Segment Start: Excerpt provided

M&S Marble Arch: how should we make decisions on embodied carbon?
Making sense of the latest trends in property and economics from around the globe
4 minutes to read
"After almost a century at Marble Arch, M&S is now left with no choice but to review its future position on Oxford Street on the whim of one man. It is utterly pathetic."
That was M&S CEO Stuart Machin on July 20th after Michael Gove threw out the company's plans to re-develop its flagship London store. The proposals were initially approved by Westminster Council but were called in by Gove following publication of a report that indicated demolition and reconstruction would add 40,000 tonnes of extra CO2 into the atmosphere.
In calling in the project, Gove propelled the project from a fairly localised spat to a lightning rod for an entire industry's disagreements over how to address the problem of embodied carbon. M&S said it had considered 16 different options for the site, from a light to a deep refurbishment through to demolition and found that retrofit was neither suitable nor viable.

Segment End: Excerpt provided

- [Work request]: Please carry the M&S Marble Arch article forward from its final sentence.

Segment Start: Entries shown

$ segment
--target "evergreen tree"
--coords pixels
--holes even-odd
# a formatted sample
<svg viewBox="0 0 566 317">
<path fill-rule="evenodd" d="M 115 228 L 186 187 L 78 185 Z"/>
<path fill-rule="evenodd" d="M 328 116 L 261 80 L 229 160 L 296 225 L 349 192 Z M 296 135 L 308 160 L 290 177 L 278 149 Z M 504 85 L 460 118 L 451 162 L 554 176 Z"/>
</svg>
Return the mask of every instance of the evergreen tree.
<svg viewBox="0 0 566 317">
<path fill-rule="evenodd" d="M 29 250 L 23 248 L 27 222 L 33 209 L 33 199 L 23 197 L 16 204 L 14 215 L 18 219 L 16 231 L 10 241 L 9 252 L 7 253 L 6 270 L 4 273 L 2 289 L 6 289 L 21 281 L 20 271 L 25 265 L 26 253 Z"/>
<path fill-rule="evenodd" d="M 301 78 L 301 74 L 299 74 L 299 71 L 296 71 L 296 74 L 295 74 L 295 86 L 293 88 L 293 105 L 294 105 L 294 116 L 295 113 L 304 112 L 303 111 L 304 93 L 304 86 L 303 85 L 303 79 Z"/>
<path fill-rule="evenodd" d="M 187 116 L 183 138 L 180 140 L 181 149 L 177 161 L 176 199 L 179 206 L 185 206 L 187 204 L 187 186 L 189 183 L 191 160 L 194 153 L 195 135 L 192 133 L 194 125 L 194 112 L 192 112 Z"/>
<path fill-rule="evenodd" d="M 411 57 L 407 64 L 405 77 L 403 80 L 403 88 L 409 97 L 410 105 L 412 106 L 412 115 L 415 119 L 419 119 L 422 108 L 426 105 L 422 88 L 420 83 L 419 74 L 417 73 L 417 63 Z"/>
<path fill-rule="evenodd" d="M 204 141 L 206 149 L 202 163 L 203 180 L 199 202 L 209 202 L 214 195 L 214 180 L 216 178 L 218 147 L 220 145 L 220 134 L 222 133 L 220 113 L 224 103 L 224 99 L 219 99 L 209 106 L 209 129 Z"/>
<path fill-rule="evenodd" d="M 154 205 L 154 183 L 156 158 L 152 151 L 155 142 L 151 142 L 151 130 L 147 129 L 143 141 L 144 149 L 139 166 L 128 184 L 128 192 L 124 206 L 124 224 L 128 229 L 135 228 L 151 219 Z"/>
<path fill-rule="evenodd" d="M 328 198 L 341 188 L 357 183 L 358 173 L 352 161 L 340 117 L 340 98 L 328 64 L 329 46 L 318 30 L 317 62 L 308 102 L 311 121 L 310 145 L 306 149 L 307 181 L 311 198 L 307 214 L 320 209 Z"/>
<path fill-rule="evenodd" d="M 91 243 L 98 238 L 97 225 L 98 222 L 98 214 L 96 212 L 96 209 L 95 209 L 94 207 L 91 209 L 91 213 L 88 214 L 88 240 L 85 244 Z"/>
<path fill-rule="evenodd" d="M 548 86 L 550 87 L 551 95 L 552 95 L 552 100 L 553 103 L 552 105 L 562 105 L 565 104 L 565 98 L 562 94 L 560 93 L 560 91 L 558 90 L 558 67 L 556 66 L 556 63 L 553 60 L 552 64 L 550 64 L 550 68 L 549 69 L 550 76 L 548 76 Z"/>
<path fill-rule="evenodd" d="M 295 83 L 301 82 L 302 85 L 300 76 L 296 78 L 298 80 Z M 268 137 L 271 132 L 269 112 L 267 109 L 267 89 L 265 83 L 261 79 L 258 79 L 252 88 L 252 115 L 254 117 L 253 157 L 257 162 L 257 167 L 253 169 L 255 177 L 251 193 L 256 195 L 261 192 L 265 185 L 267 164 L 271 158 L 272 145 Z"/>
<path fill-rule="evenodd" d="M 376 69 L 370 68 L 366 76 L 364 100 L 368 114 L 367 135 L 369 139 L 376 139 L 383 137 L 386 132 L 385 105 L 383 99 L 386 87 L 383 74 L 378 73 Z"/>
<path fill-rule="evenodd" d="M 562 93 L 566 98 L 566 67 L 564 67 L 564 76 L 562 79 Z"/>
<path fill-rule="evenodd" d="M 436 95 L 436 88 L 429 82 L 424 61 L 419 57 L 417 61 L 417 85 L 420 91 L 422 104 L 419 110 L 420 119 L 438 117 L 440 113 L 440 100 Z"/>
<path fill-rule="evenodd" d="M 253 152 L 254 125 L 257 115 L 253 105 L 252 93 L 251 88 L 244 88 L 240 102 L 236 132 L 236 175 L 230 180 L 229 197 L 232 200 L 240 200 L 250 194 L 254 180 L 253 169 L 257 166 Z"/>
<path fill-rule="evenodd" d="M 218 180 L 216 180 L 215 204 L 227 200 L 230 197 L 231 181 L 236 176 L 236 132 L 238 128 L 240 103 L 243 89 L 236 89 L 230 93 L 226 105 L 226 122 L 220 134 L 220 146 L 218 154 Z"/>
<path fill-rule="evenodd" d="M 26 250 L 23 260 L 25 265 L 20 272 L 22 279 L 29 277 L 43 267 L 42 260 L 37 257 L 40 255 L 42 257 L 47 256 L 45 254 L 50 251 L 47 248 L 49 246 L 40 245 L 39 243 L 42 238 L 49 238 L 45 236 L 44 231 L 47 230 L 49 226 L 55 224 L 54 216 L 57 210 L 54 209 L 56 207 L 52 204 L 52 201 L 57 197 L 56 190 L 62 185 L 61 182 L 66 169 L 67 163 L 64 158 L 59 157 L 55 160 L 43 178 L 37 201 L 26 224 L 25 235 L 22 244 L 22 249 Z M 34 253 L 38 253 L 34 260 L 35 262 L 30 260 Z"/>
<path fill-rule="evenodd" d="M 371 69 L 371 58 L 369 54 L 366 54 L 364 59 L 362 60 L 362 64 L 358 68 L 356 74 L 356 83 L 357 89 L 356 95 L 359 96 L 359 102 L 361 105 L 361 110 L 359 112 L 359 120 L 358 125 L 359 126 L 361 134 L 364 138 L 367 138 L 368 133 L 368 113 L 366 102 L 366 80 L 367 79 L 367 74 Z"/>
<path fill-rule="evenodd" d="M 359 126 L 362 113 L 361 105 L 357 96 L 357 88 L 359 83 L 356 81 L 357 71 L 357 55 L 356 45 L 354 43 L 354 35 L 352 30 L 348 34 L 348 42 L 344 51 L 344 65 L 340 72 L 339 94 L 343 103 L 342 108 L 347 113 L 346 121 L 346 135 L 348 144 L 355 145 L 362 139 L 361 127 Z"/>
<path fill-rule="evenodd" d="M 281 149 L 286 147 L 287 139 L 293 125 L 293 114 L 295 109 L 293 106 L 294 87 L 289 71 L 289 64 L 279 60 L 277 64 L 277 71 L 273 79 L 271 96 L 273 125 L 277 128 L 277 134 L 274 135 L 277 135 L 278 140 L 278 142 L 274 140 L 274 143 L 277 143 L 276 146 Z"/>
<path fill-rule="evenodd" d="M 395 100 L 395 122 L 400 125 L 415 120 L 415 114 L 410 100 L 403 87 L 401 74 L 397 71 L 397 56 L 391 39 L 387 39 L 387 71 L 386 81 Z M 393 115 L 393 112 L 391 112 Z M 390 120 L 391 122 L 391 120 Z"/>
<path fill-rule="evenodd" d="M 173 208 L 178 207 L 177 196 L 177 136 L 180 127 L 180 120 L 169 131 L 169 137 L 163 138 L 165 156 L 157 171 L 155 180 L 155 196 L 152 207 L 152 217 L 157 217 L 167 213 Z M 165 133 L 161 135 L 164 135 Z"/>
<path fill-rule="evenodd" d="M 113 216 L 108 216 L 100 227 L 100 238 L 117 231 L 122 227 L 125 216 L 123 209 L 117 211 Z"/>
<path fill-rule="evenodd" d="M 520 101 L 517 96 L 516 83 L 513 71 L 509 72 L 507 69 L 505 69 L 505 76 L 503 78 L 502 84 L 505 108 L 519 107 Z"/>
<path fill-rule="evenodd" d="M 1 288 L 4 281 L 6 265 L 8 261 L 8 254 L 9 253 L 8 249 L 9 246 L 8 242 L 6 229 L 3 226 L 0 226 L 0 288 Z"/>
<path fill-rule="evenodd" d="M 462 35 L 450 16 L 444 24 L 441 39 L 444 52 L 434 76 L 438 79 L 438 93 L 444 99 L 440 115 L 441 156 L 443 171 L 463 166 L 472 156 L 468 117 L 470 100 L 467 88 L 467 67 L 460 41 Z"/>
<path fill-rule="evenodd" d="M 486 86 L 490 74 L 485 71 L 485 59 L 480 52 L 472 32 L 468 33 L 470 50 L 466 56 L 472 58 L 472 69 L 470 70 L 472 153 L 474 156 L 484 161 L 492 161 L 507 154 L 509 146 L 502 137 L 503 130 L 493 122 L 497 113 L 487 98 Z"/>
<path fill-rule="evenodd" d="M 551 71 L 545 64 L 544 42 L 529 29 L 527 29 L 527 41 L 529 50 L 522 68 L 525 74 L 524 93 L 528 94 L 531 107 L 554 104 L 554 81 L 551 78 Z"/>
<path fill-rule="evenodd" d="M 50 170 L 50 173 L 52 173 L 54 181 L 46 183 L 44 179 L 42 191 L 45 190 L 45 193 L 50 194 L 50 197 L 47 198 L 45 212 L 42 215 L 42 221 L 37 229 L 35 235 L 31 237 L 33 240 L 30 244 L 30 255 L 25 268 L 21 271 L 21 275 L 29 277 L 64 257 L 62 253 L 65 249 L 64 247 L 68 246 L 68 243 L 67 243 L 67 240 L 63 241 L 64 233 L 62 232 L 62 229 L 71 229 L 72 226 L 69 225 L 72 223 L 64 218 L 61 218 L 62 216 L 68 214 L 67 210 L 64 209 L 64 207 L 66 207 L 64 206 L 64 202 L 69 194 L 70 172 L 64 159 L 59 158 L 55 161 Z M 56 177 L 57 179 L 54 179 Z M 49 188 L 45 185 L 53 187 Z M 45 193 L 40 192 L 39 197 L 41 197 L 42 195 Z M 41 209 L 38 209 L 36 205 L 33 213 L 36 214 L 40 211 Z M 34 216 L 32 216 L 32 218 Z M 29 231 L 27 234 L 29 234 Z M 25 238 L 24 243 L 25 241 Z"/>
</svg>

Segment End: Entries shown

- [Written answer]:
Stephen Springham unpacked the implications in his note this week. The outlook for the site, should M&S opt to vacate, looks precarious:
"It is very hard to see any other retailer taking on the store in its current incarnation," Stephen writes. "Or any other retailer willing to take it on and retrofit … if M&S can’t devise any retrofit options that work, what chance does any other occupier have?"
Precedents
Mr Machin's quote about "the whim of one man" does get to the nub of an important issue: is a call-in by a Secretary of State the best method to resolve complicated questions on embodied carbon?
The whole saga highlights a gap in National Planning Policy and building standards, which don't offer detailed guidance on acceptable levels of embodied emissions, or give a proper definition of what they are for various materials. That leaves us lagging behind nations like France and the Netherlands, which already have systems in place that weigh up emissions from construction, maintenance, demolition, plus the energy used in any building's daily operation.
That gap might one day be filled. In May last year, an influential group of MPs argued that a similar system should be mandatory in the UK - one that would incorporate embodied carbon into both building regulations and planning policy.
It's on the radar, but almost certainly not imminent. I talked on Monday about the government's reluctance to make difficult decisions on environmental policy ahead of an election that must take place by January 2025.
House prices
UK house prices fell 3.8% during the year through July, the largest decline since 2009, Nationwide said this week. The price of a typical home is now 4.5% below the August 2022 peak.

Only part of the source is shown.